**Given instruction**
Find every line below that contains the string "window", matching case exactly, and copy each one.
++++
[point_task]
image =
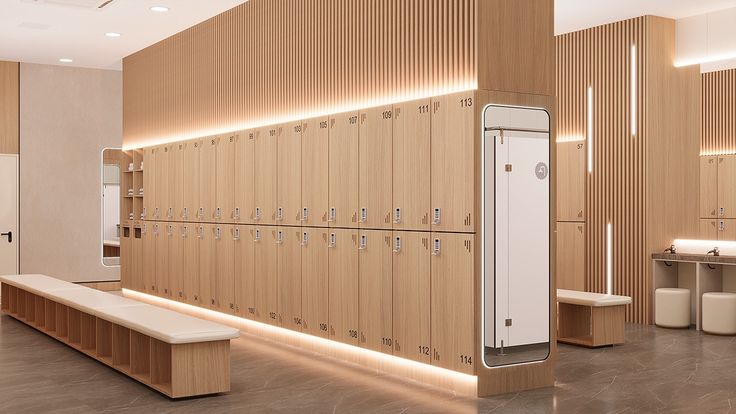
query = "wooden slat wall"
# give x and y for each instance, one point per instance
(718, 129)
(270, 60)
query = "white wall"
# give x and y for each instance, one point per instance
(68, 115)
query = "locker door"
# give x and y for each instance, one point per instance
(343, 160)
(162, 185)
(571, 172)
(708, 229)
(208, 180)
(411, 177)
(207, 264)
(315, 291)
(315, 172)
(343, 285)
(190, 264)
(225, 281)
(225, 194)
(453, 145)
(289, 190)
(266, 275)
(137, 260)
(411, 280)
(149, 182)
(245, 304)
(191, 181)
(148, 232)
(708, 187)
(266, 173)
(176, 265)
(571, 256)
(726, 186)
(290, 277)
(453, 302)
(245, 177)
(375, 141)
(375, 290)
(176, 180)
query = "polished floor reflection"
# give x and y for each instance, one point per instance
(658, 370)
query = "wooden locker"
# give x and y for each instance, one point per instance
(453, 142)
(708, 229)
(290, 277)
(137, 259)
(224, 286)
(343, 160)
(375, 146)
(708, 187)
(176, 180)
(571, 172)
(375, 288)
(266, 275)
(411, 171)
(176, 264)
(208, 180)
(191, 181)
(162, 197)
(148, 234)
(266, 173)
(190, 264)
(315, 171)
(315, 279)
(225, 193)
(571, 255)
(726, 186)
(343, 285)
(453, 302)
(207, 264)
(411, 281)
(245, 302)
(289, 187)
(245, 178)
(149, 183)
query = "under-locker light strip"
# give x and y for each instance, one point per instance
(325, 344)
(356, 106)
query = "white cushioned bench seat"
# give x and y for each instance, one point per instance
(591, 299)
(166, 325)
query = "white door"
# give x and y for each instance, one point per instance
(8, 214)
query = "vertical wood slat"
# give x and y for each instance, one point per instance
(266, 61)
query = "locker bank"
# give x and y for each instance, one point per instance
(451, 206)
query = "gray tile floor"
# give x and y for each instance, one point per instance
(658, 370)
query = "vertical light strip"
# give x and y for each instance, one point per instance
(609, 259)
(633, 90)
(590, 129)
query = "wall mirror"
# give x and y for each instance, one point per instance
(516, 235)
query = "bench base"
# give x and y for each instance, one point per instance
(176, 370)
(590, 326)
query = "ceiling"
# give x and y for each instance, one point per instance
(44, 31)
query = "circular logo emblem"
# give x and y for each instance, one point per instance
(541, 170)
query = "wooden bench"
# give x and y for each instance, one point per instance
(175, 354)
(590, 319)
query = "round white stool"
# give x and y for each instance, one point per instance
(719, 313)
(672, 307)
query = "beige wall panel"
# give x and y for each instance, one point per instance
(375, 142)
(411, 160)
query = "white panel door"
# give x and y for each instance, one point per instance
(522, 240)
(9, 214)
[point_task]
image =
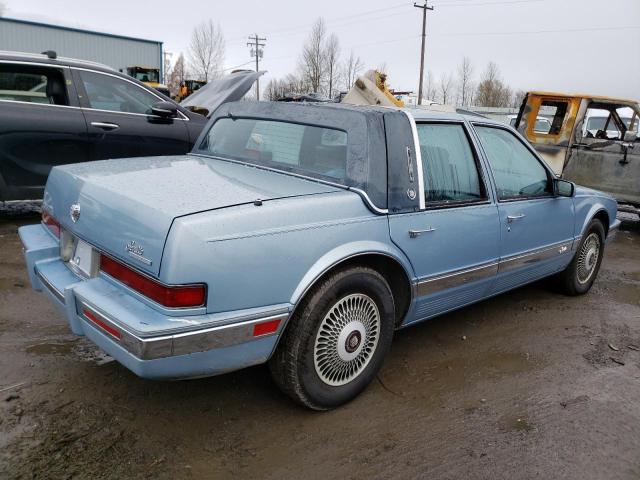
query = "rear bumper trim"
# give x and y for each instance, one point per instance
(49, 286)
(184, 343)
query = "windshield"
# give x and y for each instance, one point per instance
(303, 149)
(542, 125)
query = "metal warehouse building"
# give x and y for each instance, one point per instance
(116, 51)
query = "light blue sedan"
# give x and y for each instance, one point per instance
(304, 236)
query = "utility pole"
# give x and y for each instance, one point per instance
(257, 51)
(424, 35)
(166, 62)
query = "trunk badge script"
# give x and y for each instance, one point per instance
(136, 251)
(74, 212)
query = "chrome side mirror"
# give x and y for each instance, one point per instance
(563, 188)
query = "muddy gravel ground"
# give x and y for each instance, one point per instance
(530, 384)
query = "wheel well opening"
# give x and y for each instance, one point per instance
(392, 272)
(604, 218)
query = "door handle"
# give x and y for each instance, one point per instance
(105, 125)
(512, 218)
(417, 233)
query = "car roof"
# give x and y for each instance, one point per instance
(601, 98)
(41, 58)
(419, 114)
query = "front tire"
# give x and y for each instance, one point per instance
(337, 339)
(579, 276)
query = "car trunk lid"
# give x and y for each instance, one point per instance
(127, 206)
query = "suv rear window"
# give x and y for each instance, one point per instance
(305, 149)
(22, 83)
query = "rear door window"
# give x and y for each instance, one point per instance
(33, 84)
(449, 165)
(516, 170)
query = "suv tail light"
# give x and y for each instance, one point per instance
(51, 223)
(172, 296)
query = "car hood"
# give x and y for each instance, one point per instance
(137, 199)
(225, 89)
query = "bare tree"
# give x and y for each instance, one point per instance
(465, 82)
(350, 70)
(518, 97)
(429, 87)
(206, 50)
(445, 86)
(492, 92)
(313, 59)
(177, 75)
(332, 58)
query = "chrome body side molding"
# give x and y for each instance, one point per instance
(456, 279)
(527, 259)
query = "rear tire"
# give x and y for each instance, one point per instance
(337, 339)
(579, 276)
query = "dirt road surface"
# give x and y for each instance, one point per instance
(530, 384)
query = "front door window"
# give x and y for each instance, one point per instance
(105, 92)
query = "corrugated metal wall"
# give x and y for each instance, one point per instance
(116, 52)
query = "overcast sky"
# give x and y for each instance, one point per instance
(567, 45)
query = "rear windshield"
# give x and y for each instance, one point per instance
(304, 149)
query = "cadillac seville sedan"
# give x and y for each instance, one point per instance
(303, 236)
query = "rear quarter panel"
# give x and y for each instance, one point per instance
(588, 203)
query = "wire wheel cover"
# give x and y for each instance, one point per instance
(347, 339)
(588, 258)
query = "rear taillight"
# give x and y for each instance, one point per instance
(179, 296)
(51, 223)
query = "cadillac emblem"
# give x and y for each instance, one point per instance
(74, 212)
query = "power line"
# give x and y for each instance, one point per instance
(257, 52)
(424, 7)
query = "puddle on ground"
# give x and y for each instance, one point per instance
(76, 348)
(635, 276)
(626, 293)
(11, 283)
(59, 348)
(516, 423)
(88, 352)
(491, 362)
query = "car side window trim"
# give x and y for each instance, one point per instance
(485, 190)
(85, 106)
(550, 174)
(418, 155)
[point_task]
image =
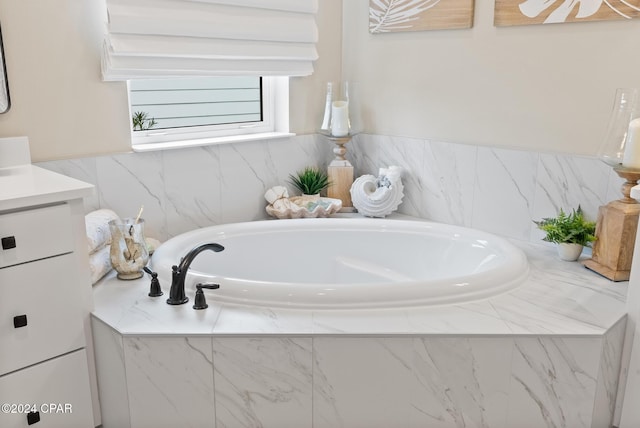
++++
**The result**
query = "suv rear window"
query = "rear door window"
query = "front door window"
query = "car side window trim"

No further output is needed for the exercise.